• _Problem 1_
Answer these questions about the car racing training notebook:
(a) What number is total_timesteps set to?
(b) Which environment ID is passed to gym.make?
(c) What value does EvalCallback receive for eval_freq?
-- Extracted text start --
# Car Racing Training

### Pre-requisites

In [1]:
#!apt-get update
#!apt-get install -y swig python3-dev

In [2]:
# !pip3 install torch torchvision torchaudio --index-url https://download.pytorch.org/whl/cu128
# !pip install -r requirements.txt
# !pip install ipywidgets

### Imports

In [3]:
import os
import gymnasium as gym
import numpy as np
import matplotlib.pyplot as plt
import pandas as pd

from stable_baselines3 import PPO
from stable_baselines3.common.monitor import Monitor
from stable_baselines3.common.callbacks import EvalCallback, StopTrainingOnNoModelImprovement

import uuid

### Hyperparameters

In [4]:
# Create a Directory where we save the outputs of this training
runDir = f'./checkpoints/{uuid.uuid4()}'
os.makedirs(runDir, exist_ok=True)

# Save the monitor logs into a csv file
train_monitor_file = os.path.join(runDir, "train_monitor.csv")

total_timesteps = 1_048_576   # Training Steps
n_eval_episodes = 8        # Eval Steps

### Training

In [None]:
# Create the training environment
env_train = gym.make("CarRacing-v3", render_mode="rgb_array")
env_train = Monitor(env_train, filename=train_monitor_file)

stop_train_callback = StopTrainingOnNoModelImprovement(max_no_improvement_evals=32, min_evals=128, verbose=0)
eval_callback = EvalCallback(env_train, eval_freq=1024, best_model_save_path=runDir, log_path=runDir, deterministic=True, render=False, callback_after_eval=stop_train_callback, verbose=0)
-- Extracted text end --
• _Problem 2_
Show each line of the records that contains the string "walkway", matching case exactly.
-- Recorded information start --
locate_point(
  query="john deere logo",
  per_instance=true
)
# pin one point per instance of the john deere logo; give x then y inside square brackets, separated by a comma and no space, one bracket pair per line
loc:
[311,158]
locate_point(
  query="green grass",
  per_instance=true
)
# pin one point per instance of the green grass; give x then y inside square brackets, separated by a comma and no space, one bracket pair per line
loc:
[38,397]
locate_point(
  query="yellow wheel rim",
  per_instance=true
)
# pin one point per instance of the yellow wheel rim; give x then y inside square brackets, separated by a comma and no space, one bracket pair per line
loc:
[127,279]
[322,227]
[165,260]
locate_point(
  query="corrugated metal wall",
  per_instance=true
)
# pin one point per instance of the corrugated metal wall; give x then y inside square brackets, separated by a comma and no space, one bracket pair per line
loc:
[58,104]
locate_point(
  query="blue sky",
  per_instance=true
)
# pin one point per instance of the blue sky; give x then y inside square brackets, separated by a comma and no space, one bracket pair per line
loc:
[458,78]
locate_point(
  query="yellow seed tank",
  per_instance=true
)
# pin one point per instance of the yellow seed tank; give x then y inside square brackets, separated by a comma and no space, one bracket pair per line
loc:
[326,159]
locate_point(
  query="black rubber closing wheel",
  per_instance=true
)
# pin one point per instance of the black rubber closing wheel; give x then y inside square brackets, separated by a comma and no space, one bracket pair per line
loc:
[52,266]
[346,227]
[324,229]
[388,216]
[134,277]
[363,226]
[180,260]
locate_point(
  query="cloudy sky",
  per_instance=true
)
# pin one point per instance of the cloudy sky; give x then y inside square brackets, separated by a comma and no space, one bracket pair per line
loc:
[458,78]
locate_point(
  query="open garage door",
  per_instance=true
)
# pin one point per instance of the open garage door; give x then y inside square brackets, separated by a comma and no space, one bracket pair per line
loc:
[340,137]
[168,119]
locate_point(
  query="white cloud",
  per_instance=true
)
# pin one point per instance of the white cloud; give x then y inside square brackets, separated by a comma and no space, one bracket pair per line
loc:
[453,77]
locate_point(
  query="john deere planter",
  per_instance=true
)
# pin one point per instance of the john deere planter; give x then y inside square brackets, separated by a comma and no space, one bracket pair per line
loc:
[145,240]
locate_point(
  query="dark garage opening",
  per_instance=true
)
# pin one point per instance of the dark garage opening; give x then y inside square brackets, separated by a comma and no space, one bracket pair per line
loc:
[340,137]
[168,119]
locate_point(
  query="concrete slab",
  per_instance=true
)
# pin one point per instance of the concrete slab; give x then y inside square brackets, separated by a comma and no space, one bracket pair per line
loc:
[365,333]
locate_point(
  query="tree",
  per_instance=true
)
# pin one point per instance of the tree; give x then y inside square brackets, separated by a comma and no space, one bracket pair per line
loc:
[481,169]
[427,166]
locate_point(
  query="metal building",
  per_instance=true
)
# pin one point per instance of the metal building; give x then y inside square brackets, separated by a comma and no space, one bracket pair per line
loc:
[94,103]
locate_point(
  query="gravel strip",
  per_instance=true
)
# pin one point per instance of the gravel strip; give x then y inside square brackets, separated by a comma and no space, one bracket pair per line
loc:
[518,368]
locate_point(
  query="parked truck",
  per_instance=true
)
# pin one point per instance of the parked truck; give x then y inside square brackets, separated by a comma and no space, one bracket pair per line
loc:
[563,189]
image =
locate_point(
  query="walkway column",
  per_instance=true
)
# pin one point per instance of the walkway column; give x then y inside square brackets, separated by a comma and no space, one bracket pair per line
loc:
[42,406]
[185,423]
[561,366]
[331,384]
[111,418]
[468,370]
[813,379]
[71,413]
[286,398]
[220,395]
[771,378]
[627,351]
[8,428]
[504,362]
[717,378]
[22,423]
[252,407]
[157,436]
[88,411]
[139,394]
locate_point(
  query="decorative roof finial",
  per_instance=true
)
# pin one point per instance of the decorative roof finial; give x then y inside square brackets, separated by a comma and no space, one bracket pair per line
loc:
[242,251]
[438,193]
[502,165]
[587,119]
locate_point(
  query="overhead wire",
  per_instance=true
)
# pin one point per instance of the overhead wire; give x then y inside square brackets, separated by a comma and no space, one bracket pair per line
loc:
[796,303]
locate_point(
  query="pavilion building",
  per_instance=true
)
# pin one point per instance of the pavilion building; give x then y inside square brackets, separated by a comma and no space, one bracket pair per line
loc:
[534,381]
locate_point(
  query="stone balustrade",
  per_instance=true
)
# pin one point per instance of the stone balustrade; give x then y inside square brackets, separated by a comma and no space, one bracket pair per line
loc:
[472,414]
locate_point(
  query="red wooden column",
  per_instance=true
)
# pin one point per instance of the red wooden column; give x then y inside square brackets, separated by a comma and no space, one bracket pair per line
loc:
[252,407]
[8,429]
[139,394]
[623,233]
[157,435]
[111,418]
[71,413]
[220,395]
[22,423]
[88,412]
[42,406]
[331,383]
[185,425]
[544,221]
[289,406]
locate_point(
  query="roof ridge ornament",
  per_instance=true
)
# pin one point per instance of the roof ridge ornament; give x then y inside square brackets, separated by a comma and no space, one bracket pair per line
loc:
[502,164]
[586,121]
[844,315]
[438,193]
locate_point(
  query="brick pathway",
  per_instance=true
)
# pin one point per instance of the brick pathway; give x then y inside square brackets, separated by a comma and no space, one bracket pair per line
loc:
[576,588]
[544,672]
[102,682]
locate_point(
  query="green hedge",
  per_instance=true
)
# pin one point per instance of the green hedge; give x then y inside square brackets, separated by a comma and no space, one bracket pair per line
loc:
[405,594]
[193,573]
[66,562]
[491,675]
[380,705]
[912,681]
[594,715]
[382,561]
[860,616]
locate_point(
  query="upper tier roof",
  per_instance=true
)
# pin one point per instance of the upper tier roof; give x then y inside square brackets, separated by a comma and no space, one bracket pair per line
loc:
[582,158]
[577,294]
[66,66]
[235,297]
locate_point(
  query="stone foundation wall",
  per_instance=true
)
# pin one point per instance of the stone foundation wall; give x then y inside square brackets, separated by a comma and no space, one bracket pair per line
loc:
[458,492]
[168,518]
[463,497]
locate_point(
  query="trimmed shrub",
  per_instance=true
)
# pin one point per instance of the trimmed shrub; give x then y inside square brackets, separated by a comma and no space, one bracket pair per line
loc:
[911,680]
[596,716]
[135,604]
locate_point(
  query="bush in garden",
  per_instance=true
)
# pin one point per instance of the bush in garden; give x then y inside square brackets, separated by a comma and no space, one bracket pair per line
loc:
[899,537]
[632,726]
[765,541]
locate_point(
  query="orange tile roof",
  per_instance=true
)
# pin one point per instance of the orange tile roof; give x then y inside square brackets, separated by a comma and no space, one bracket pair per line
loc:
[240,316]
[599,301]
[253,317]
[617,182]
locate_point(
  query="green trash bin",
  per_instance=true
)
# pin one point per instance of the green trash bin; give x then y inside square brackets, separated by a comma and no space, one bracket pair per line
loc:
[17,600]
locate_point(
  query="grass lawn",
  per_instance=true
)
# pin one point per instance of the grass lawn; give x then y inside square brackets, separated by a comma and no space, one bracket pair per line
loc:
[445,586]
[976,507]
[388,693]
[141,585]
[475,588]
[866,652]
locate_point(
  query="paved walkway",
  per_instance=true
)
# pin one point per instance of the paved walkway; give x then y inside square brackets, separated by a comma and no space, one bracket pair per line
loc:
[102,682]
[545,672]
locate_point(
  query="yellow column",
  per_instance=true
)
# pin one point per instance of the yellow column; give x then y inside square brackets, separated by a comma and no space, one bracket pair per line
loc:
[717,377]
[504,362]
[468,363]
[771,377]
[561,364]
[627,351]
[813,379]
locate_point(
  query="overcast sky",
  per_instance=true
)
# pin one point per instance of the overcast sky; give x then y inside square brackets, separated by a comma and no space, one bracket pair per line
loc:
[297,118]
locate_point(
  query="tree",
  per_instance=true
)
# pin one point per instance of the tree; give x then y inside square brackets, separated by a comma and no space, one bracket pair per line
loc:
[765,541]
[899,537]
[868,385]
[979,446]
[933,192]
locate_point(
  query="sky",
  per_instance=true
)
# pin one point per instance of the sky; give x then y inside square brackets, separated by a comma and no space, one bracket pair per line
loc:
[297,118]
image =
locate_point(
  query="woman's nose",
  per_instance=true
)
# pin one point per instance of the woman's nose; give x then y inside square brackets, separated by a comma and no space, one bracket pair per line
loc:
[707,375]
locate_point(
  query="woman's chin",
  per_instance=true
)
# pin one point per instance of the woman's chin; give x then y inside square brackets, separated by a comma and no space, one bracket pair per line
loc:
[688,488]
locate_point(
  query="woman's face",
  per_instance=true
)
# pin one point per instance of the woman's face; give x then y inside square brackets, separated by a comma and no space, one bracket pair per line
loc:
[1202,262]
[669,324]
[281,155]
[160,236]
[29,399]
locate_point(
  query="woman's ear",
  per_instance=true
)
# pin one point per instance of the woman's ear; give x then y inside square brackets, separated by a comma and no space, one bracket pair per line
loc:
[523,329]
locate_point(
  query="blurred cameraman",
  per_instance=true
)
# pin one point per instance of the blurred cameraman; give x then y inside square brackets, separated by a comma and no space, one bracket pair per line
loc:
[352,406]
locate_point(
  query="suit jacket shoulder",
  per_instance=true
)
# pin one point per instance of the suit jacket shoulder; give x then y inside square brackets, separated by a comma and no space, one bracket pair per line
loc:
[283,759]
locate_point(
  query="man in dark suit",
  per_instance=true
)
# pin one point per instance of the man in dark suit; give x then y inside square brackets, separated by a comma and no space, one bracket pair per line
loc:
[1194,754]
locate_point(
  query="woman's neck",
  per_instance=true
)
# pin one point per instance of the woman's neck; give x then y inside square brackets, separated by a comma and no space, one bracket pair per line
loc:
-- Recorded information end --
• _Full output 1_
(a) 1_048_576
(b) "CarRacing-v3"
(c) 1024

• _Full output 2_
  query="walkway column",
# pin one point per instance of the walkway column; give x then y inside square brackets, separated by a comma and no space, one bracket pair per line
  query="paved walkway",
# pin one point per instance of the paved walkway; give x then y inside square brackets, separated by a comma and no space, one bracket pair per line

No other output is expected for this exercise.